# Impressive RhB Scratch-built cars and loads



## krs (Feb 29, 2008)

A couple of impressive, to me anyway, RhB freight cars along with appropriate scratch-built loads were added to the Large Scale database.
For each one there is a brief overview of the construction process which is not only interesting in itself but may also give you some tips and ideas what is possible.


There is the RhB "Rungenwagen" which LGB after a long wait finally introduced last year - this is a different scratch-built version:











A larger picture is on the database as well as the download link of the construction method used.

http://www.gbdb.info/details.php?image_id=3136

The containers are shown separately:
http://www.gbdb.info/details.php?image_id=3144


The other scratch-built cat is an RhB depressed-center flat car with a Holcim container.
Als both scratch-built.










Again, larger pictures and the download for the construction details are on the database:
http://www.gbdb.info/details.php?image_id=3147
and
http://www.gbdb.info/details.php?image_id=3134

These items were submitted by Michel, you can check out more interesting items on his website at:
http://michelswunderland.de/lgb_en/archive.html

Most pages are available in English.

If the site switches to German, see if there is a little British flag at the top right to change the language

Knut


----------



## Spule 4 (Jan 2, 2008)

Related but unrelated.... 

I just used my last bit of "Holcim" cement earlier today on some changes to the garden railway. Had to switch to good old American "Sackcrete" now. 

Anyhow, that is some impressive modelling. I have resisted RhB stuff in both IIm and H0m, but it get harder and harder....


----------



## stanman (Jan 4, 2008)

Amazing work!


----------



## Cougar Rock Rail (Jan 2, 2008)

Michael is certainly a very very talented guy! Thanks for the update Knut. 


Keith


----------
--------------------------------------------------
◆ SET TASK A
Answer these questions from the forum thread:
(i) Which RhB car did LGB finally introduce last year after a long wait?
(ii) What container sits on the depressed-center flat car?
(iii) If Michel's site switches to German, what should a reader look for to change the language?
--------------------------------------------------
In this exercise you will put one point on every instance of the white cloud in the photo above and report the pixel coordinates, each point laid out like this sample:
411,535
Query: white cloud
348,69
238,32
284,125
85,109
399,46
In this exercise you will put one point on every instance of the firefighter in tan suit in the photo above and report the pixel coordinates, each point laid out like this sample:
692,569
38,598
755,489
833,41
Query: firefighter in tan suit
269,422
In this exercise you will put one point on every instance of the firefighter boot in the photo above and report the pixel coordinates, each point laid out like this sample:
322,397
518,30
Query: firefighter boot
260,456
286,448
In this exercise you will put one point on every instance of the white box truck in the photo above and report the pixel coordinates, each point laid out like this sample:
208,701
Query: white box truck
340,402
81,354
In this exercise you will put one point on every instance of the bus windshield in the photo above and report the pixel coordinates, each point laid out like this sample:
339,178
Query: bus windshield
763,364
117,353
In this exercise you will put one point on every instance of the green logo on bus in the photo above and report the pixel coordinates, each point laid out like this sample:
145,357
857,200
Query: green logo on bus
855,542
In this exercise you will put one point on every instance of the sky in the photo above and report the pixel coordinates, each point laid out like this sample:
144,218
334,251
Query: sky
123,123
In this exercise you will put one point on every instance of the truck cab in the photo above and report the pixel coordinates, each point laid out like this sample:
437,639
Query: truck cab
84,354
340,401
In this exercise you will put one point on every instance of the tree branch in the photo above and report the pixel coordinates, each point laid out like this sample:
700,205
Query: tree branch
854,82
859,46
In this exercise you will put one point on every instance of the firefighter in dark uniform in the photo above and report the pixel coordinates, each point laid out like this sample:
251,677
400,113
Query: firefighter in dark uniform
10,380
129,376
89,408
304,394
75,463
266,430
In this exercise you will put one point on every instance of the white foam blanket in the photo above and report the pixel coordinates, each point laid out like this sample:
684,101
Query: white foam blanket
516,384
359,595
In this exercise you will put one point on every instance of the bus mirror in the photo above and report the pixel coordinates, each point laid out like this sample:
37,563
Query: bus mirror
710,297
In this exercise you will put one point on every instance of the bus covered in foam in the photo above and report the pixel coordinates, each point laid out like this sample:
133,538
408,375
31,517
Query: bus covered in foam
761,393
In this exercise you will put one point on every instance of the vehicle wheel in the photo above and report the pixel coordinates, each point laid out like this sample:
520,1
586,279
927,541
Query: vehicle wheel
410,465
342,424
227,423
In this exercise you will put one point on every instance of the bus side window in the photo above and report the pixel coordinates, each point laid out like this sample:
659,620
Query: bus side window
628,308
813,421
--------------------------------------------------
◆ SET TASK B
Return each line of the listing above that contains the word "cloud", copied unchanged.

◆ EXERCISE ANSWER A
(i) The RhB "Rungenwagen"
(ii) A Holcim container
(iii) A little British flag at the top right

◆ EXERCISE ANSWER B
In this exercise you will put one point on every instance of the white cloud in the photo above and report the pixel coordinates, each point laid out like this sample:
Query: white cloud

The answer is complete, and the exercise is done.